* **DATA EXTRACTS**:
--------------------------------------------------
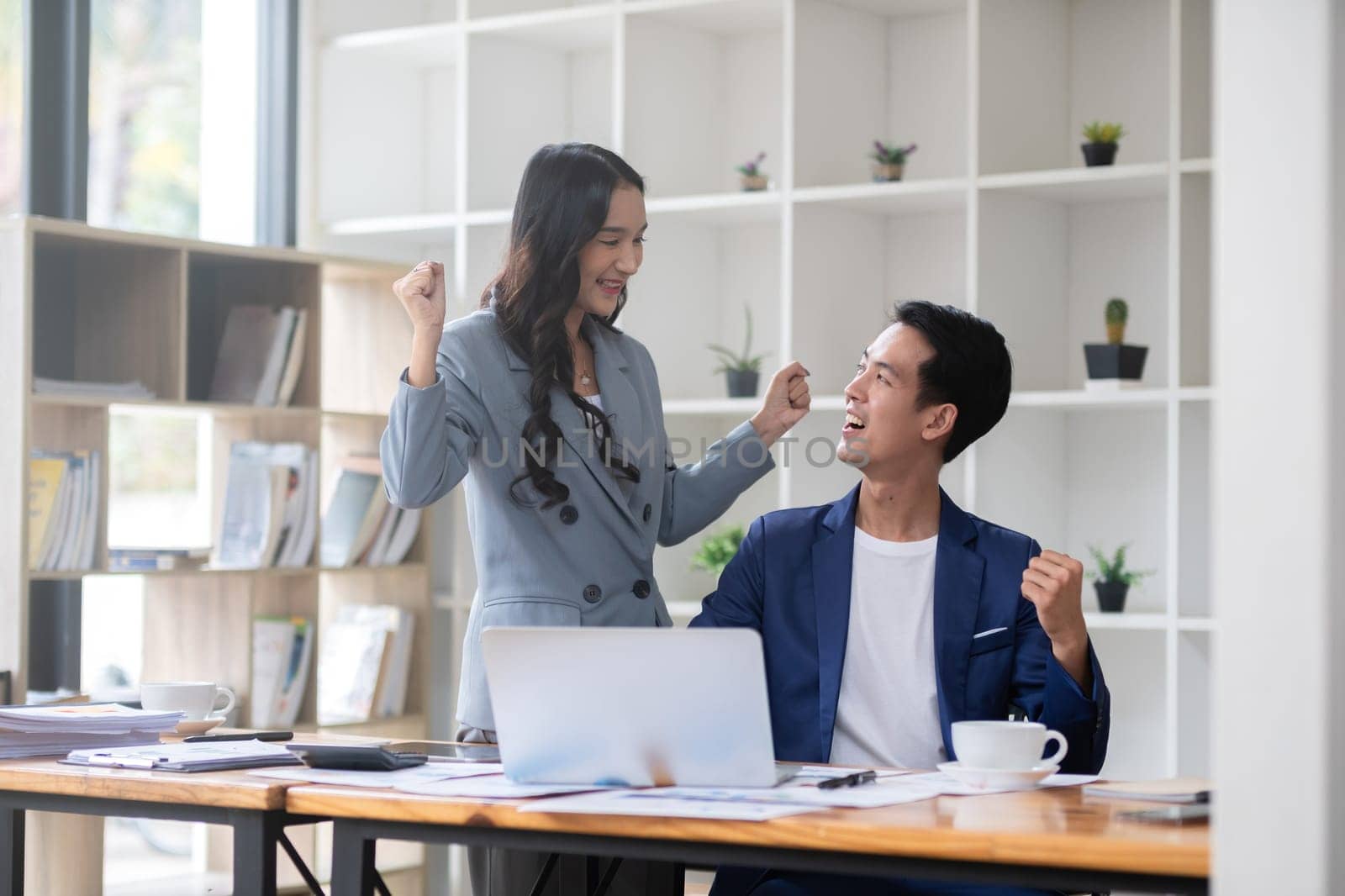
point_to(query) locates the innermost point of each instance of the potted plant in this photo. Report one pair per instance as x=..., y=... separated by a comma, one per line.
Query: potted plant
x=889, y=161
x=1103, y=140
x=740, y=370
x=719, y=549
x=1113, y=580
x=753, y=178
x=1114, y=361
--------------------------------------------------
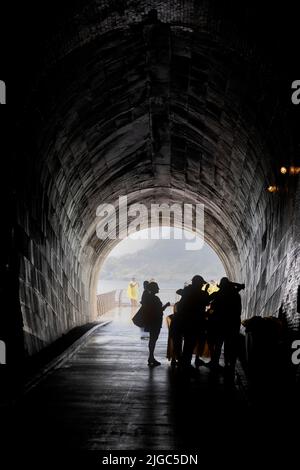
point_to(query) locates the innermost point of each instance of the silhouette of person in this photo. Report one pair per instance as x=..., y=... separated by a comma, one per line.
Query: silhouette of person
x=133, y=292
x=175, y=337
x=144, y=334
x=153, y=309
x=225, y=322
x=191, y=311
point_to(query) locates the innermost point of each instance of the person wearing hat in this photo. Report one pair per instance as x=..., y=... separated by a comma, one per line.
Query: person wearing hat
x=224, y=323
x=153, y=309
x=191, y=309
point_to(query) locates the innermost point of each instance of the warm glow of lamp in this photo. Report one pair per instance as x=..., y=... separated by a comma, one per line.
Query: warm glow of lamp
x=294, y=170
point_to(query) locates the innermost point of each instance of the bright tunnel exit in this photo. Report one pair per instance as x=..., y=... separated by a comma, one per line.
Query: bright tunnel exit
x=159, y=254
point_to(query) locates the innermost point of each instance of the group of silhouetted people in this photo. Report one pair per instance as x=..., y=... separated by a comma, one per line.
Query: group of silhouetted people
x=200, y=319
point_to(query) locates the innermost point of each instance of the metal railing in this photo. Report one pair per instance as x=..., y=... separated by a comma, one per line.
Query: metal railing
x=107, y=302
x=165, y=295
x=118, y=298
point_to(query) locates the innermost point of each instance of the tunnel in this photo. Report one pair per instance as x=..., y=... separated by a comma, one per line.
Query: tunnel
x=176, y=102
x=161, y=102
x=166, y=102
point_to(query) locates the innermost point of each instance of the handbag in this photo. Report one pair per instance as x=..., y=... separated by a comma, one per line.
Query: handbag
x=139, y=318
--------------------------------------------------
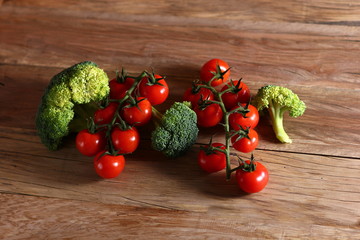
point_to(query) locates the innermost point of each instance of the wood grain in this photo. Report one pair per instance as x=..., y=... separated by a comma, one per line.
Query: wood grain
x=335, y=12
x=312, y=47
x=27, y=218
--------------------------------------------------
* **WORK INSTRUCTIONS**: Please state the number of lines in the listing that include the word "each", with no other words.

* **RESPONSE**: 10